START Source data
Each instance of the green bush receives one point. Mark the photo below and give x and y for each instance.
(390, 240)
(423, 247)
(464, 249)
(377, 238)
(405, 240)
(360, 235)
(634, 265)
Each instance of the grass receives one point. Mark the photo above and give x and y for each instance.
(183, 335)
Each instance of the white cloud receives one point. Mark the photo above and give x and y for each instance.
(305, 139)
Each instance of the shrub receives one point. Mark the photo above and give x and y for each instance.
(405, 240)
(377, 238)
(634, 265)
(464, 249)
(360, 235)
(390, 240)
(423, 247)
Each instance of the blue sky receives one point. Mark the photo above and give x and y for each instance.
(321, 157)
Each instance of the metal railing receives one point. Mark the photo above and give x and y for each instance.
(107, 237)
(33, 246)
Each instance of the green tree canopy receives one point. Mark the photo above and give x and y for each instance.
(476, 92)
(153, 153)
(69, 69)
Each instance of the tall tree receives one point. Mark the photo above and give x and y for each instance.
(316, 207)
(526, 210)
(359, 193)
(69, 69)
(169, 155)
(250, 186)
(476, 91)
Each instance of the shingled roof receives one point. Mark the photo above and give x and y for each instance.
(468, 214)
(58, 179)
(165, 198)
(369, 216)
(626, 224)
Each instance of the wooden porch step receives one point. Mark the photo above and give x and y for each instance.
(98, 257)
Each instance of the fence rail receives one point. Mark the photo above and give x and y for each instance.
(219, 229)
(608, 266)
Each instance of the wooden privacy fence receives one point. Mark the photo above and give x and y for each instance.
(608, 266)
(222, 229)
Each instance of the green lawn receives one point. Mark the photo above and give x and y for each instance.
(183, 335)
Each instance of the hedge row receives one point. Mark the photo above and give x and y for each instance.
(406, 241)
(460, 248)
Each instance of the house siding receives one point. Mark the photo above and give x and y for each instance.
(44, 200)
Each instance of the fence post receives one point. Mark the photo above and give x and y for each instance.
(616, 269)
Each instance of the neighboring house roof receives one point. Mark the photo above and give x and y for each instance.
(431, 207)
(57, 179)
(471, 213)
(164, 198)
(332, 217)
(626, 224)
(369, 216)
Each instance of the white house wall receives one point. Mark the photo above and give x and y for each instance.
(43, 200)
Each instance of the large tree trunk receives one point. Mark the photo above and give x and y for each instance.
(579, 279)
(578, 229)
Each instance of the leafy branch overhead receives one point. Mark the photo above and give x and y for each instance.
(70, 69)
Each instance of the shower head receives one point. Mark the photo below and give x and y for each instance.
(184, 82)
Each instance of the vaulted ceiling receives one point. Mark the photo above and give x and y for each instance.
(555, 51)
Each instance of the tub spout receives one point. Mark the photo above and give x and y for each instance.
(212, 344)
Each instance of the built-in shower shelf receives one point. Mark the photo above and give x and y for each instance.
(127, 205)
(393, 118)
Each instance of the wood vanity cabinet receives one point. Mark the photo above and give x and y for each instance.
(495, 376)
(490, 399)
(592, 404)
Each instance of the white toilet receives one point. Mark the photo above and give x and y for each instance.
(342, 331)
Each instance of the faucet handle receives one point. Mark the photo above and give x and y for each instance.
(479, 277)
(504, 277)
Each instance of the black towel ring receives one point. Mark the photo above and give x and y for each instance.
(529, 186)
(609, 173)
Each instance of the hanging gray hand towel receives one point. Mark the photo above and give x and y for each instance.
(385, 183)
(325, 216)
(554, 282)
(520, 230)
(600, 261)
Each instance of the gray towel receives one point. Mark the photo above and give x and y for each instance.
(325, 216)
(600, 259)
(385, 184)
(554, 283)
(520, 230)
END Source data
Required work
Repeat the entries above exactly, leaving nothing out.

Reply to the exercise
Each instance of the green bush receives one point. Mark the photo below and give x and y for each instance.
(390, 240)
(423, 247)
(464, 249)
(377, 238)
(405, 240)
(360, 235)
(634, 265)
Each instance of the grass receives one point. Mark the photo above and give x and y for each instance.
(183, 335)
Each instance of the white cloud receives one point. Mark the photo above and give x and y for each instance.
(305, 139)
Each instance of the shrub receives one point. Mark the photo above and give x and y for each instance.
(405, 240)
(377, 238)
(634, 265)
(464, 249)
(360, 235)
(390, 240)
(423, 247)
Each instance of the blue sky receives one point. Mark the photo above and give x and y for each instance.
(321, 157)
Each instance of the metal railing receives one point. Mark the photo above and give x and y for each instance.
(107, 237)
(33, 246)
Each instance of the green tree canopy receives one point. Mark the photo above and give x and y for each instance.
(476, 92)
(153, 153)
(69, 69)
Each instance of the tall tree receives one point. Mark the photo above and give x and y for each instance.
(316, 207)
(526, 210)
(359, 193)
(69, 69)
(169, 155)
(250, 186)
(476, 91)
Each instance of the shingled roof receives one point. Mark the photo above and give x and y for each instance.
(468, 214)
(58, 179)
(165, 198)
(369, 216)
(626, 224)
Each instance of the wooden porch step receives one point. Mark the photo above and give x and y for each instance.
(98, 257)
Each instance of the fence rail receives one point. Mark the photo above and give x and y for each instance.
(219, 229)
(608, 266)
Each instance of the wooden privacy fence receives one point. Mark the photo above and give x and y for each instance.
(608, 266)
(222, 229)
Each instance of the green lawn receives one point. Mark the photo above and give x and y for each instance.
(183, 335)
Each instance of the hedge row receives one point. Mark the photo above and give x and y for each instance.
(406, 241)
(460, 248)
Each instance of the house siding receives one point. Mark the photo above and give x and y for each instance.
(44, 200)
Each instance of the fence post receives one point. Mark the photo above and give x and y for each instance.
(616, 269)
Each instance of the neighboring house roof receives one point. Mark the photo above and give x and y for each instance.
(431, 207)
(57, 179)
(471, 213)
(164, 198)
(332, 217)
(626, 224)
(369, 216)
Each instance of the white house wall receives one point. Mark the photo above and give x and y for each instance.
(43, 200)
Each instance of the large tree trunk receives one point. Mark the photo above and give x and y for each instance.
(579, 279)
(578, 229)
Each instance of the leafy branch overhead receives one point. Mark the photo above and give x and y for each instance.
(70, 69)
Each instance of the shower head receives one point. Mark the photo below and give x and y for each instance.
(184, 82)
Each instance of the vaulted ceiling receives one point. Mark the photo above and give x and y for each instance.
(555, 51)
Each instance of the tub spout receives one point. Mark the photo above and give x and y for each instance.
(212, 344)
Each instance of the built-in shower shelf receives one point. Mark the photo above and give x and y for each instance.
(127, 205)
(393, 118)
Each instance of the wood vanity cabinet receives one point. Mark the photo above and give x and y for each instance.
(495, 376)
(490, 399)
(592, 404)
Each instance of the white toilet receives one point. Mark the photo above and give x and y for each instance.
(342, 331)
Each instance of the faucet handle receives one point. Mark the photo above and give x and y for each instance.
(479, 277)
(504, 277)
Each instance of the black towel ring receives one point. Mark the photo above and give x and y for each instance.
(529, 186)
(609, 173)
Each instance of the hanging gray hand towel receives one point. Mark the photo above and give x and y for each instance.
(385, 183)
(325, 216)
(554, 282)
(520, 230)
(600, 261)
Each instance of the gray towel receives one point. Mark the photo above and give x and y for each instance.
(325, 216)
(600, 259)
(385, 184)
(554, 283)
(520, 230)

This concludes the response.